◆ Instructions to follow ◆
Which lines of the material contain the string "frosted"? Copy each of those lines, counting only matches with the same uppercase and lowercase letters.

◆ Extracted data ◆
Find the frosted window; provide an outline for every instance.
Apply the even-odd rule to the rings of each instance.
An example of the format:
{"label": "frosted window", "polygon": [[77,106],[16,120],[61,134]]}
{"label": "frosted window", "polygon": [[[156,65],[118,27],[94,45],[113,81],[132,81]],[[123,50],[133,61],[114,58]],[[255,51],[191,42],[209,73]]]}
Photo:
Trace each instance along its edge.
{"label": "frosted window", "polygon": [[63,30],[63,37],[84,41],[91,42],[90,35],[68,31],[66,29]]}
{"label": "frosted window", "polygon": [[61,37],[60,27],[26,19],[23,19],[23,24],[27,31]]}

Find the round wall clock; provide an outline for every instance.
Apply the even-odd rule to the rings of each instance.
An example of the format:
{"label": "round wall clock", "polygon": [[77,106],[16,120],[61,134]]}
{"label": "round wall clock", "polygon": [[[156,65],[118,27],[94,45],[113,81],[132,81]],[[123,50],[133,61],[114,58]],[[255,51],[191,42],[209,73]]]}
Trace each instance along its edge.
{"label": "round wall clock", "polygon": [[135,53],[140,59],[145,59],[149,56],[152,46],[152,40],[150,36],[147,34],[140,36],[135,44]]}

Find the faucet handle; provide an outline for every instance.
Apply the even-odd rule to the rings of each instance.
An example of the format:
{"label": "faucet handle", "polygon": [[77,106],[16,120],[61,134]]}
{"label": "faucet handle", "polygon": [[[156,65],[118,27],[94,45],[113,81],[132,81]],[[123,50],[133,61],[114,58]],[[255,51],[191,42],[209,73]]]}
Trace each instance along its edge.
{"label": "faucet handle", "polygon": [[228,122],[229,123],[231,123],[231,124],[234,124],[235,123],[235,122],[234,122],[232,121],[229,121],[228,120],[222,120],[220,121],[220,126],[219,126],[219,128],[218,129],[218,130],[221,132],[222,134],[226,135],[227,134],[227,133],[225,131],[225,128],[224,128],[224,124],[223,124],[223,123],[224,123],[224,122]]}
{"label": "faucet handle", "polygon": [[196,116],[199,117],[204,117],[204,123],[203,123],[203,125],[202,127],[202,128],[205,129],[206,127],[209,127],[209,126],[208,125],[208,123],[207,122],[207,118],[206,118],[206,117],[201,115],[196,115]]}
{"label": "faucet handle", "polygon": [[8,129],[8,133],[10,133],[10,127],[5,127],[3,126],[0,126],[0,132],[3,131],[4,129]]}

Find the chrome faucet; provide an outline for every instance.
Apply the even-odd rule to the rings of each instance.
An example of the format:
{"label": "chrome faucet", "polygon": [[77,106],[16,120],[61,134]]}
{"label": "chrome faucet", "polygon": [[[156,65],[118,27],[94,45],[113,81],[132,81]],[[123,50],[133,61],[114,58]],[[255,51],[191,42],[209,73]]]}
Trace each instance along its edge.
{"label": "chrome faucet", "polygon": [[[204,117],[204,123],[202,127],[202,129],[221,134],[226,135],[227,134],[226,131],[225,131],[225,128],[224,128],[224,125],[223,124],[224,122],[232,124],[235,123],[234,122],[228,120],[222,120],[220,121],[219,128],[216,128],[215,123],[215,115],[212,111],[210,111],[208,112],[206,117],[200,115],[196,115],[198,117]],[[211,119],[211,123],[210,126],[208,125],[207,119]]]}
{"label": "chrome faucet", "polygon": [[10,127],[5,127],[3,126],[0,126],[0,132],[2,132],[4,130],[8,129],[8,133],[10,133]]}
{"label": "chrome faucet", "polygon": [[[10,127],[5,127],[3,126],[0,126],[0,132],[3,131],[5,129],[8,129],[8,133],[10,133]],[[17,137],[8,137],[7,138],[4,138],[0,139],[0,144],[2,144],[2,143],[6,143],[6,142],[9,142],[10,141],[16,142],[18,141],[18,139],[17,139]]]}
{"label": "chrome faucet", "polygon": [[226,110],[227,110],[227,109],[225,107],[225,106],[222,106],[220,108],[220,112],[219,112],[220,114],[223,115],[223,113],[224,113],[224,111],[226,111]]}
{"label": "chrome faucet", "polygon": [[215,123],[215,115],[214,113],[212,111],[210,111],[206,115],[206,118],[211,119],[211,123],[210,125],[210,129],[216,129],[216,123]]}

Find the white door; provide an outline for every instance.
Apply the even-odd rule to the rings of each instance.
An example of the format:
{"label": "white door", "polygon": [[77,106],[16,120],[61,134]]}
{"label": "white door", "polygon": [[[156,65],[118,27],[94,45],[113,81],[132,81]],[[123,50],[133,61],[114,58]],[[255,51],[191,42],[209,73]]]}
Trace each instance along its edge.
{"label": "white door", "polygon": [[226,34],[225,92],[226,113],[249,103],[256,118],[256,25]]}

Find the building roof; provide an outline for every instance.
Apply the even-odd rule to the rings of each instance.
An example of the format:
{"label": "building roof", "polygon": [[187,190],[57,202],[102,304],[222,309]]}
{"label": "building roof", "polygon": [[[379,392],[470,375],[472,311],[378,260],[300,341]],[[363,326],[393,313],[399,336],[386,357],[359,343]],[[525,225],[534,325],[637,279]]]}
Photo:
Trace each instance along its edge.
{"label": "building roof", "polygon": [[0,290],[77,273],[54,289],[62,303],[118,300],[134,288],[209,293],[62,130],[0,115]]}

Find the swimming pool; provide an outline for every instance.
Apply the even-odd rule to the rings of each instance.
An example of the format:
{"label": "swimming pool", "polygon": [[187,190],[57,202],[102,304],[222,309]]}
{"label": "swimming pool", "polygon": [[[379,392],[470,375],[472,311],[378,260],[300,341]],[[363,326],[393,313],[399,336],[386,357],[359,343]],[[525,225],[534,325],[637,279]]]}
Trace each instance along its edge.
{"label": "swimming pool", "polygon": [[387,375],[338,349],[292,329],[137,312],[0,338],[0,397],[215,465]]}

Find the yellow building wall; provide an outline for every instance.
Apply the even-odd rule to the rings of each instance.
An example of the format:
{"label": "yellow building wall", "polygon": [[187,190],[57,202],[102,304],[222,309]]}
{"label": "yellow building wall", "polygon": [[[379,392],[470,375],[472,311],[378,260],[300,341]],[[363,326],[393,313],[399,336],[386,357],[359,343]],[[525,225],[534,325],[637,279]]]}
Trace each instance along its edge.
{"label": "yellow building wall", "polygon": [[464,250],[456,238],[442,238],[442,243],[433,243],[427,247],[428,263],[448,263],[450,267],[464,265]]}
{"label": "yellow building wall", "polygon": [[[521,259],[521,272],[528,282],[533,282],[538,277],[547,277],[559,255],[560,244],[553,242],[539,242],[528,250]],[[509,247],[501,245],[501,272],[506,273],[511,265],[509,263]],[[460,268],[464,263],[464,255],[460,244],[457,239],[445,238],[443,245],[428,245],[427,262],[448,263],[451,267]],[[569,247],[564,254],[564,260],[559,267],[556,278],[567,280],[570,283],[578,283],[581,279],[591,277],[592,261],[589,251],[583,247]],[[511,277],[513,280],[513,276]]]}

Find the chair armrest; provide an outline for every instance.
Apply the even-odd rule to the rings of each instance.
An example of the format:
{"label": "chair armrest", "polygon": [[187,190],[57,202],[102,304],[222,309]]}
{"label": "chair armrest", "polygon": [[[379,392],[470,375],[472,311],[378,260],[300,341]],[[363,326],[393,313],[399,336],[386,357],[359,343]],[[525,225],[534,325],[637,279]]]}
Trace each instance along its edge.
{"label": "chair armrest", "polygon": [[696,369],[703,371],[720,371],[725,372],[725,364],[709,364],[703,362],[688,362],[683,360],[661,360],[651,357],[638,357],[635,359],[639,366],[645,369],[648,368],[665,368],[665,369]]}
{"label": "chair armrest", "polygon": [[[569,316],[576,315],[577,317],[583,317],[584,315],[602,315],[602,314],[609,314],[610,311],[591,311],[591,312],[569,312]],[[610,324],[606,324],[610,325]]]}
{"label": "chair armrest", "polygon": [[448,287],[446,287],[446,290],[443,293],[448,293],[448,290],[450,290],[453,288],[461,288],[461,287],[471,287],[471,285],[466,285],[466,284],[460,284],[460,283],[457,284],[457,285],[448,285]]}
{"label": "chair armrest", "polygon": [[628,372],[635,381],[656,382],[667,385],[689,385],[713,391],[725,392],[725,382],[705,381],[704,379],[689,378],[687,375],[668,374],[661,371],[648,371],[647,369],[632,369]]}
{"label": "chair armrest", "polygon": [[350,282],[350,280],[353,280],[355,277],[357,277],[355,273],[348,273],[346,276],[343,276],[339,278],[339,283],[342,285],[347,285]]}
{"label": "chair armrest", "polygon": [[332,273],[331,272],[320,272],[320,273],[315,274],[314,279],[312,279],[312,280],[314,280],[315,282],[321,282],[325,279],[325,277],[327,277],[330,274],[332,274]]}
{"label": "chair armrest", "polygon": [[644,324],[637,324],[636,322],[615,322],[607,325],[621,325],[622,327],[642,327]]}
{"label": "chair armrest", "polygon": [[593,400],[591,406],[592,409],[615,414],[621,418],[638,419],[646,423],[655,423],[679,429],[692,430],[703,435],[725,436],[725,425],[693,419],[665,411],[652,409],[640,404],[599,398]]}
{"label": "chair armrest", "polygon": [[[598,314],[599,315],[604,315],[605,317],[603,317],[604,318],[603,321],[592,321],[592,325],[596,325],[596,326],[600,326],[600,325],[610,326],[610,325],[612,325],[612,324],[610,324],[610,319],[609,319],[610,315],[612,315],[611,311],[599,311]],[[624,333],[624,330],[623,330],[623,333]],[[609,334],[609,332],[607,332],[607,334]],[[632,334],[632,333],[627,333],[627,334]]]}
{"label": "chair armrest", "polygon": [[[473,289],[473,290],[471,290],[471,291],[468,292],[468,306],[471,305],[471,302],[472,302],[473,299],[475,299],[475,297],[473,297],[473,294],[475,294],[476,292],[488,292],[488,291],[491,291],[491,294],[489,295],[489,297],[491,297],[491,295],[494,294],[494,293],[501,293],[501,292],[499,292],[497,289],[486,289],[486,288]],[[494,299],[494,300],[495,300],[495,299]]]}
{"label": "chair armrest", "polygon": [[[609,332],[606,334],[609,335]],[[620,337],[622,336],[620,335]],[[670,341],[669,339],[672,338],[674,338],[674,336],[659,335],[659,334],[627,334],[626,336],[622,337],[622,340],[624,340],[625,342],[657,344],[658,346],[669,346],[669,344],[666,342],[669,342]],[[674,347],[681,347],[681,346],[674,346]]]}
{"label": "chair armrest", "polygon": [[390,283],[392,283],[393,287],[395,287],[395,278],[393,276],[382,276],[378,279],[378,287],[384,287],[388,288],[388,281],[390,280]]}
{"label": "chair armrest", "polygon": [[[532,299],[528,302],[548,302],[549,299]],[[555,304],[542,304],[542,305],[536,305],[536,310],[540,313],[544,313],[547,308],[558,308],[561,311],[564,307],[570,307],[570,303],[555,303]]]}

◆ Finished answer ◆
Find the frosted window; provide an outline for every instance.
{"label": "frosted window", "polygon": [[77,106],[16,120],[61,134]]}
{"label": "frosted window", "polygon": [[[156,65],[118,27],[94,45],[113,81],[132,81]],[[123,50],[133,61],[114,58]],[[255,51],[191,42],[209,73]]]}
{"label": "frosted window", "polygon": [[63,30],[63,37],[84,41],[91,42],[90,35],[68,31],[66,29]]}
{"label": "frosted window", "polygon": [[61,37],[60,27],[26,19],[23,19],[23,24],[27,31]]}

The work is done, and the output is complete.